*TASK STATEMENT*
In the forum thread below on mini Husky adoption, explain in one to three sentences why Lurcherlad holds that any "mini" Husky will be badly bred.

*DOCUMENT EXCERPT*

# Mini Husky Adoption



## Dogs DB (Sep 14, 2018)

I want to adopt a mini Husky. Can some one tell me where to adopt ?
Rescue center or puppy mill (buy).


----------



## Teddy-dog (Nov 2, 2017)

Well obviously not a puppy mill.......

I’ve never heard of a mini husky, I don’t think there’s any such thing so I’d be very weary of buying any dog that has a ‘mini’ status as it’s not a proper breed and most likely not very well bred at all.

Why not go to a rescue and have a chat with them and see if they can match you to a dog.


----------



## Rafa (Jun 18, 2012)

There is no such thing as a Miniature Husky.


----------



## Lurcherlad (Jan 5, 2013)

Given they are naturally a fairly large dog, anything “mini” will be badly bred. 

These “designer” dogs are produced by putting 2 runts/disabled dogs together and hoping they produce more. Absolutely unethical and definitely cruel! 

The only reason people breed these animals is because there are enough idiots who will pay silly money to have one - with no consideration for the animal.

If you really want a dog, go along to your local rescue or seek out a reputable breeder.

Make sure too you understand the particular traits and needs of a Husky. They are not for everyone and can be challenging. It is important you are able to provide the right environment for them.

The reason why there are so many in rescue


----------



## sighthounds (Sep 4, 2018)

*DATASET RECORDS*
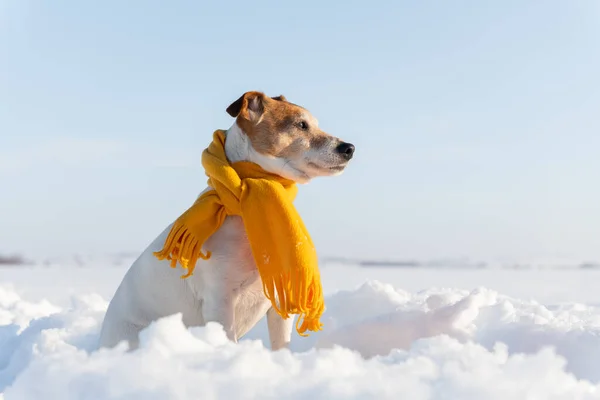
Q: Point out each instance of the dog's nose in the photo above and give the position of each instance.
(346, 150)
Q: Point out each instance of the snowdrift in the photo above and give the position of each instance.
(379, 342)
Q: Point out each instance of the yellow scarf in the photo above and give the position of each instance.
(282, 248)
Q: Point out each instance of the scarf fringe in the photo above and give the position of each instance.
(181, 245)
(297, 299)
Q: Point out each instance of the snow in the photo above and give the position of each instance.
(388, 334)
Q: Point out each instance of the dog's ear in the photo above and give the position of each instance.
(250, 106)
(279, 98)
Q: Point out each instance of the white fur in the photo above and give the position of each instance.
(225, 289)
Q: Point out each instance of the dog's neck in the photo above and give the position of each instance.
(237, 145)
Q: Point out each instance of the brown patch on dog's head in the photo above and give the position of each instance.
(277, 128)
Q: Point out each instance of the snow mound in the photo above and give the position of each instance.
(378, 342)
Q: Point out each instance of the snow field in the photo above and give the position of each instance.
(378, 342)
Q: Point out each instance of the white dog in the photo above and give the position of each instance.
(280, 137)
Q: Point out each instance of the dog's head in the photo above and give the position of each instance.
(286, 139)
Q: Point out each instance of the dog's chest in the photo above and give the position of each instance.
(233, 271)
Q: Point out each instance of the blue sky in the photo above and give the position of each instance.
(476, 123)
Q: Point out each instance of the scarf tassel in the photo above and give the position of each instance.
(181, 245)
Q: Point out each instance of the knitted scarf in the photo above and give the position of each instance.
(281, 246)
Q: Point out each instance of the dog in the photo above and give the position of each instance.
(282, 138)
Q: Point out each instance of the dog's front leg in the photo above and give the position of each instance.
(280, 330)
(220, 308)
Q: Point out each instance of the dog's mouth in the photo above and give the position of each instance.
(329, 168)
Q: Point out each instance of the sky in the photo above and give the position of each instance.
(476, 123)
* * *
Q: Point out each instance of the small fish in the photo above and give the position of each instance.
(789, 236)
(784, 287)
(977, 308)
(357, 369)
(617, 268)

*THE SOLUTION*
Huskies are naturally fairly large dogs, so a "mini" version can only result from poor breeding. According to Lurcherlad, such "designer" dogs are produced by putting two runts or disabled dogs together in the hope that they produce more.